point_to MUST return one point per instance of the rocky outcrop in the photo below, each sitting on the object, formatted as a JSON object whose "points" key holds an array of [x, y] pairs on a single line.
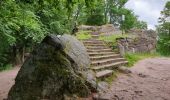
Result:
{"points": [[57, 69], [144, 41]]}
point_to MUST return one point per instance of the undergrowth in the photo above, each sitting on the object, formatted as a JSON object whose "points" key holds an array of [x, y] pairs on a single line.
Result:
{"points": [[83, 35], [6, 67], [132, 58]]}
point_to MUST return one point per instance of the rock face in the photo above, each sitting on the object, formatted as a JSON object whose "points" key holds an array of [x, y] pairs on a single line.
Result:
{"points": [[57, 69], [144, 41]]}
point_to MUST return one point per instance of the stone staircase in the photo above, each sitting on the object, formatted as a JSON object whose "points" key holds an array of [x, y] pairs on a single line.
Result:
{"points": [[103, 59]]}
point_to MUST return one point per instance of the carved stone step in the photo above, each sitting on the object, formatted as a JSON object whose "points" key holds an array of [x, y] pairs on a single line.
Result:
{"points": [[110, 66], [94, 58], [106, 61], [104, 73]]}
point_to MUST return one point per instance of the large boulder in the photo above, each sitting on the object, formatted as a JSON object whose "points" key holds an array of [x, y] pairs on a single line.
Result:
{"points": [[57, 69]]}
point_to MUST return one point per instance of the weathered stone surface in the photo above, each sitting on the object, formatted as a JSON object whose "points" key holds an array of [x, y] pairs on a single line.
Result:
{"points": [[144, 41], [53, 71]]}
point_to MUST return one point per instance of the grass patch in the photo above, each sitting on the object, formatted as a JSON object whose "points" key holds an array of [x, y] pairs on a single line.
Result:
{"points": [[83, 35], [7, 67], [132, 58]]}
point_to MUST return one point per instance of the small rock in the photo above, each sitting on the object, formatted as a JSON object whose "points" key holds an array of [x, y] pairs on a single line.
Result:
{"points": [[124, 70], [142, 75]]}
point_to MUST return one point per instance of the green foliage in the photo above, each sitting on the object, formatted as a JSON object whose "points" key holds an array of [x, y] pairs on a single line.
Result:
{"points": [[6, 67], [95, 20], [164, 31], [96, 16], [141, 25], [132, 58], [83, 35]]}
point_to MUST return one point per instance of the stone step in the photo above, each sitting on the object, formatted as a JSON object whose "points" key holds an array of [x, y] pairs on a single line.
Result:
{"points": [[100, 53], [106, 61], [100, 50], [94, 58], [104, 73], [109, 66]]}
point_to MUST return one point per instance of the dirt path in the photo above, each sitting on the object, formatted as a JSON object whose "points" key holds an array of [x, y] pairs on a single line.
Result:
{"points": [[6, 81], [149, 80]]}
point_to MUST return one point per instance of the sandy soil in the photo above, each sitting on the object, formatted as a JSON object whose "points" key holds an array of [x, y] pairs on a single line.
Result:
{"points": [[149, 80], [7, 79]]}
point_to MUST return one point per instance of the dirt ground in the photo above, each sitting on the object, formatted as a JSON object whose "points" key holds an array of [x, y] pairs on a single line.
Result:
{"points": [[149, 80]]}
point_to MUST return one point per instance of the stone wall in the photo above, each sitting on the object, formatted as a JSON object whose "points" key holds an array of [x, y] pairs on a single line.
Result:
{"points": [[141, 41]]}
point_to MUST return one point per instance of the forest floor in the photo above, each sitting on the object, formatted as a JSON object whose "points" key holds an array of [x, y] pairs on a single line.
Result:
{"points": [[149, 80]]}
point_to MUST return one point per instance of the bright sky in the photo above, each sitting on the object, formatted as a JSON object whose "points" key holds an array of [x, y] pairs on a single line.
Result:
{"points": [[147, 10]]}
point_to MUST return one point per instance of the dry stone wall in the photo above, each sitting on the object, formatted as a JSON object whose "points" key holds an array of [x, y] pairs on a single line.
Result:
{"points": [[144, 41]]}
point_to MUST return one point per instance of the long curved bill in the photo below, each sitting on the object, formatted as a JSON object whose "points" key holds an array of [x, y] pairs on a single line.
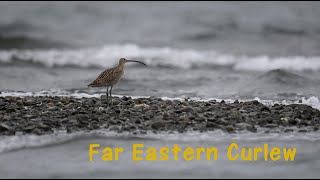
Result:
{"points": [[136, 61]]}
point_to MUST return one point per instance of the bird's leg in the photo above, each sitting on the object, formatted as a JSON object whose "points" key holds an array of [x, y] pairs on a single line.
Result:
{"points": [[111, 95], [107, 93]]}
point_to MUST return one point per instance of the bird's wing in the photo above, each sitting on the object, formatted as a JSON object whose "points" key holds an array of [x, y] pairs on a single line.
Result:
{"points": [[104, 77]]}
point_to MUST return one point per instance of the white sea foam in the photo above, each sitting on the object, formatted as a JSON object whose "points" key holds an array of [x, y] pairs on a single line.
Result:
{"points": [[164, 56]]}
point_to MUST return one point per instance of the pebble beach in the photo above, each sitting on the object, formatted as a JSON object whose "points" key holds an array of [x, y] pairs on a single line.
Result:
{"points": [[46, 115]]}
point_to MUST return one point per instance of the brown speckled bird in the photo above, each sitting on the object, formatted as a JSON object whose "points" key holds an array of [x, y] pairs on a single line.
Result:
{"points": [[111, 77]]}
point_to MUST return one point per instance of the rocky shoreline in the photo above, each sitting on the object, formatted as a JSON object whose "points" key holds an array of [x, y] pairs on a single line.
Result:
{"points": [[46, 115]]}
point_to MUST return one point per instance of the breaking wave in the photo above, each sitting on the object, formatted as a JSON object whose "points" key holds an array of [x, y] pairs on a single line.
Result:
{"points": [[157, 57]]}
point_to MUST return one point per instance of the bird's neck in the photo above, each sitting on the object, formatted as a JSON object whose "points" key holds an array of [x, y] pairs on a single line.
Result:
{"points": [[121, 66]]}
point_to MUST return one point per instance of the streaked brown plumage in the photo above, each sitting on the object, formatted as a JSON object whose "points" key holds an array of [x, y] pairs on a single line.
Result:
{"points": [[111, 77]]}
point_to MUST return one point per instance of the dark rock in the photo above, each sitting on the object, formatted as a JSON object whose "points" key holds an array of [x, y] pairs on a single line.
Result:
{"points": [[4, 127], [157, 125]]}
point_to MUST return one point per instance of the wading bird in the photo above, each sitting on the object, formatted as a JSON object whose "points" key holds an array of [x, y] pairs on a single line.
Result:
{"points": [[111, 77]]}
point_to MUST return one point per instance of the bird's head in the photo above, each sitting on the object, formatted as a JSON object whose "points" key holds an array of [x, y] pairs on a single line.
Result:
{"points": [[123, 61]]}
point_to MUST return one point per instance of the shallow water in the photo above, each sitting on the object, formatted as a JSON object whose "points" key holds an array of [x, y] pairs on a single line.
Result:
{"points": [[268, 51], [69, 158]]}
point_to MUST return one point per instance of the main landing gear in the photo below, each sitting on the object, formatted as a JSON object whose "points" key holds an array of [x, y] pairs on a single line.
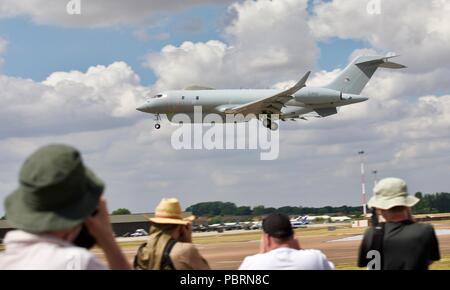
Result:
{"points": [[267, 122]]}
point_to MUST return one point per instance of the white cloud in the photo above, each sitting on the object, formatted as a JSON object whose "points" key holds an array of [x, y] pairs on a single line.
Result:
{"points": [[418, 30], [95, 13], [102, 97], [267, 41]]}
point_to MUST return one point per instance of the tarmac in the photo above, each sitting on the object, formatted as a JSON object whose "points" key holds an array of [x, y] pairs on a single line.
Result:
{"points": [[341, 249]]}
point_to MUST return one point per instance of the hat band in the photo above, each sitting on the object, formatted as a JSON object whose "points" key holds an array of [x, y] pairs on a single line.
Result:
{"points": [[177, 217]]}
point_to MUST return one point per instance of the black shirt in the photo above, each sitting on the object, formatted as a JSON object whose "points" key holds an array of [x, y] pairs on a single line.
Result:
{"points": [[406, 246]]}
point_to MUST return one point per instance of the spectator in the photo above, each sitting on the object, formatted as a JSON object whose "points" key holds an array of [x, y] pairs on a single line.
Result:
{"points": [[169, 246], [402, 244], [280, 250], [57, 205]]}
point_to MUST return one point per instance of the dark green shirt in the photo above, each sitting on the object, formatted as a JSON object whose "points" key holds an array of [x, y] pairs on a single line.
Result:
{"points": [[406, 246]]}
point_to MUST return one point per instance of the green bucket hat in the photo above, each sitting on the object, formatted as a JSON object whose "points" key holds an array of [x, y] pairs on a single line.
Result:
{"points": [[391, 192], [56, 191]]}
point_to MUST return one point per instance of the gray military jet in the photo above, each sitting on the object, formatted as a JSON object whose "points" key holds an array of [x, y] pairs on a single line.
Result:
{"points": [[291, 104]]}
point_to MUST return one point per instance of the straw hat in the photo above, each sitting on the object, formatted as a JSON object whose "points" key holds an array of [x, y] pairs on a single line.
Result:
{"points": [[391, 192], [168, 211]]}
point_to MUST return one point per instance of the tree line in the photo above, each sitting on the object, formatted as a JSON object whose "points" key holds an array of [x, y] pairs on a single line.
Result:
{"points": [[429, 203]]}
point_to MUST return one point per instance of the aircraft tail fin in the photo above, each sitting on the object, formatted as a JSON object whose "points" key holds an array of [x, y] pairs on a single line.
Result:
{"points": [[357, 74]]}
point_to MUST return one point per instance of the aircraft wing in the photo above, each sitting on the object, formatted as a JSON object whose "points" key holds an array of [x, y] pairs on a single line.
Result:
{"points": [[269, 105]]}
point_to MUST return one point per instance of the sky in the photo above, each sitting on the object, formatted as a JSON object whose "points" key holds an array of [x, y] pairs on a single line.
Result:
{"points": [[77, 79]]}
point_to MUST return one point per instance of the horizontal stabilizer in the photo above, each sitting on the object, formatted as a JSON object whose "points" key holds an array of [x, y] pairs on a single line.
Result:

==========

Directions for this task: Each line above that has the word "aircraft" should be copied.

Response to this task:
point_to MUST return one point per instance of the aircraft tail fin in the photo above, each sitting on the object, formatted as a JSON object whose "points" key holds an array of [x, y] pairs on a single line.
point_to MUST return one point per instance of the aircraft wing in the photo above, each sitting on the object, formatted as a JSON object whose "points" key holds an array of [x, y] pairs on a single line.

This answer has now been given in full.